▸ Your instructions: In the forum thread below, rewrite the paragraph that begins "Earlier in my pregnancy" more briefly, keeping its main facts.

# Fat upper pubic area.



## Glitter_berry

OMG has anybody else experienced this. I have a fat hooha now. Why? Everything on the net says this will only go away with surgery? I can't afford surgery and even if I could I could spend that money on better things. 

Had anybody else had this happen in pregnancy and had it go away / lost weight there. :'( 

I know my husband doesn't mind. But I do. And I know there could be worse things, but its made me so self conscious. 
It's like pudgy fat on my pubic bone.


----------



## Foxy37

Do u mean it's swollen down there? xx


----------



## Glitter_berry

No it's not swollen or tender. 

It's just like the " triangle bit" where your pubic hair grows is fat :O 
I noticed it a bit after dd, but I put on weight everywhere so wasn't concerned. 

But then I was watching a program on TV ( embarrassing bodies) and this lady had a fat mons pubis. And I'm like ahh I don't want mine to ever get that bad!!


----------



## Moom7900

I'd say if it appeared during pregnancy, it should go away afterwards. Mine doesn't look much different, but that area kind of feels fat and swollen right now!! It's probably just the extra blood and pressure down there, or maybe pregnancy fat stores? I know you sometimes see people get extra fat there, but I'd say once the weight/pressure was gone it should go back to normal? 
I know that normally when I am due on my period, the whole area can feel swollen and uncomfy, and that's just due to extra blood etc.
It did make me smile tho that you said you have a fat hooha :D the joys of pregnancy!! 

XxxxxxxxxX


----------



## Glitter_berry

Moom7900 said:


> I'd say if it appeared during pregnancy, it should go away afterwards. Mine doesn't look much different, but that area kind of feels fat and swollen right now!! It's probably just the extra blood and pressure down there, or maybe pregnancy fat stores? I know you sometimes see people get extra fat there, but I'd say once the weight/pressure was gone it should go back to normal?
> I know that normally when I am due on my period, the whole area can feel swollen and uncomfy, and that's just due to extra blood etc.
> It did make me smile tho that you said you have a fat hooha :D the joys of pregnancy!!
> 
> XxxxxxxxxX

Thank you. I feel a little less paranoid now. 
And
Ha ha if that made you giggle then wait till I tell you why my husband is glad I now use this forum. 

Earlier in my pregnancy when my uterus was starting to stretch I felt alot of pressure down there and was convinced my hooha was FALLING OUT. Instead of simply asking on here it anybody else had pressure down there. I called my husband in and made him check that everything was still where it should be. 

( being on pelvic rest he wasn't too happy because nothing else come of it after we reassure everything was just fine :haha: )

▸ Data extracts:

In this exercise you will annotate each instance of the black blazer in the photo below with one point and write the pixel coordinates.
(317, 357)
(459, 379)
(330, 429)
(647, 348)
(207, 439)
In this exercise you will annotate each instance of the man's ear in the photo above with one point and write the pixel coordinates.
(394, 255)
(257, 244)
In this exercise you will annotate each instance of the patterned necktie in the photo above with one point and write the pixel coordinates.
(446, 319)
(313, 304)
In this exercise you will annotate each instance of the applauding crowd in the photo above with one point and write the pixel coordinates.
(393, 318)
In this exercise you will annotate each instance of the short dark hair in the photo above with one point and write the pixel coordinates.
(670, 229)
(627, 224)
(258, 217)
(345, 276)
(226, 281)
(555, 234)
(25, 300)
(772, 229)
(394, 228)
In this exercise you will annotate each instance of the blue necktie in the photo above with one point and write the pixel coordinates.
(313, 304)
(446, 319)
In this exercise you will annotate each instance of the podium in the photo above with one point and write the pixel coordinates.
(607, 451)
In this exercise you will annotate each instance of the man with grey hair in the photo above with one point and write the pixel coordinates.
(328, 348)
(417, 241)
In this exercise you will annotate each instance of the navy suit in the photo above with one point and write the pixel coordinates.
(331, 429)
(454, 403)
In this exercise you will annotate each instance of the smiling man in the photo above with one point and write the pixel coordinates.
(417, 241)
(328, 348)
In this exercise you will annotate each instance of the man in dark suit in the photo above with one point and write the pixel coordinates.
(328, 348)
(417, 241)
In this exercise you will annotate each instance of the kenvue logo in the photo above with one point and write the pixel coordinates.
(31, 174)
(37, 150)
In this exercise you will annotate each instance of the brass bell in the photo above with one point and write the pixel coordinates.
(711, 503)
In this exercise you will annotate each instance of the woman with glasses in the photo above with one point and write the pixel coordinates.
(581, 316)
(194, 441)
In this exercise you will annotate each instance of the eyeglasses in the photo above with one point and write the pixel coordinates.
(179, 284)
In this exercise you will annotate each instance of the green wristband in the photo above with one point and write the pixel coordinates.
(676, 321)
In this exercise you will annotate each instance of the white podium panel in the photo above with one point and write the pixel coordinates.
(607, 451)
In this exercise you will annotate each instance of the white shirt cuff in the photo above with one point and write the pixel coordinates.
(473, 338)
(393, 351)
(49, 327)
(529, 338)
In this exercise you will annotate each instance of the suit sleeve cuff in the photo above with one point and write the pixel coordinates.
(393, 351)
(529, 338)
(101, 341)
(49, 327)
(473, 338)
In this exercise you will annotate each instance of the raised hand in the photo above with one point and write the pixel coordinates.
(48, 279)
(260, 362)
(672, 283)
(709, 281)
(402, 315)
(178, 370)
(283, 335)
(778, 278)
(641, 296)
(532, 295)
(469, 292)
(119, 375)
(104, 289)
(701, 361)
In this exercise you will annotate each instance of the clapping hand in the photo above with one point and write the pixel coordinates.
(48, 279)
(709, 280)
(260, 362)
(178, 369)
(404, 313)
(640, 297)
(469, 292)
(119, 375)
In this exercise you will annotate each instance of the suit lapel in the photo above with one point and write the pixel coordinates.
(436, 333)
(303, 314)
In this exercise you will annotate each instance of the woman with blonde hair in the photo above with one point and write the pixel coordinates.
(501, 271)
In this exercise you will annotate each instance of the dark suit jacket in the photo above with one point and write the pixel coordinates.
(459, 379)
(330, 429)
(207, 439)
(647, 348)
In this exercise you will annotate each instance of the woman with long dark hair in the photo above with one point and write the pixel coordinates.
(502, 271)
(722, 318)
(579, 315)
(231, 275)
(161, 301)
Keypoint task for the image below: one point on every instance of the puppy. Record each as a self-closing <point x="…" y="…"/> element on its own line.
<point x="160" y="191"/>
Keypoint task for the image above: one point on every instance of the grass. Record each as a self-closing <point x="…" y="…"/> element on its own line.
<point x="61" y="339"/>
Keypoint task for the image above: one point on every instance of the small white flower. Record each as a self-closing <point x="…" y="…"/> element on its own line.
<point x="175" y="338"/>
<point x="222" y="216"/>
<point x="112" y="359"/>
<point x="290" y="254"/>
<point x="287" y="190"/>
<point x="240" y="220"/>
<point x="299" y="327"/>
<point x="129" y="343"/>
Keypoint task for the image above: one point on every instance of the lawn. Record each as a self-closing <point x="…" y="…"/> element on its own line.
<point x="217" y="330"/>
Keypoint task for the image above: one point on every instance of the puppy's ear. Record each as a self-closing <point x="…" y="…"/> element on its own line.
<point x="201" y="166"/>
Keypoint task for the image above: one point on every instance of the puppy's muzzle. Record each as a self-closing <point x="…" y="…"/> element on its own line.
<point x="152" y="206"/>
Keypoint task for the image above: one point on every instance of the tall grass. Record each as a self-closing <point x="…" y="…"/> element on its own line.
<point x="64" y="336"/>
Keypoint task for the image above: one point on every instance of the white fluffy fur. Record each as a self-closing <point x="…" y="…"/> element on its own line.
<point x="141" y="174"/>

▸ Solution for this problem: Early in my pregnancy, as my uterus began to stretch, I felt so much pressure down there that I was sure my hooha was falling out. Instead of asking here whether anyone else had that pressure, I called my husband in to check that everything was still in place.